● **TASK**: Copy out the lines exactly as they stand, starting with the line that contains "I want to know if there's any white countertop" and ending with the line that contains "[520,146,537,157]", both included.

[Items stored from a collection]

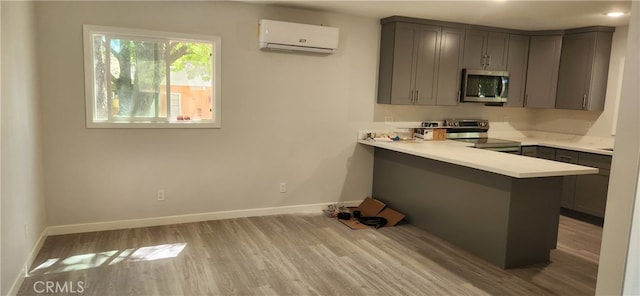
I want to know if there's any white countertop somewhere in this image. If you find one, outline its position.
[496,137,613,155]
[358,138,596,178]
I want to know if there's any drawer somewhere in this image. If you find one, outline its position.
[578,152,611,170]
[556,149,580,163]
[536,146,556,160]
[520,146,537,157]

* * *

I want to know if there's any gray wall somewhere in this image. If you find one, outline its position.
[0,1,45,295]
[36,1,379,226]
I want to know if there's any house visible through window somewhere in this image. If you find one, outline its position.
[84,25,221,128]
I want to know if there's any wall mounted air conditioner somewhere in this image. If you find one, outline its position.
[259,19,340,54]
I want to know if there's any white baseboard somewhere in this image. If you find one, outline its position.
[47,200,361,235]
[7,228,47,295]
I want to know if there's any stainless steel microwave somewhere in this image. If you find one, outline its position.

● **EXPECTED ANSWER**:
I want to know if there's any white countertop somewhere in this image. If you find one, outline its position.
[496,137,613,155]
[358,138,596,178]
I want to know if there's any drawer somewhere in this image. If you find one, outline its position.
[578,152,611,170]
[556,149,580,163]
[536,146,556,160]
[520,146,537,157]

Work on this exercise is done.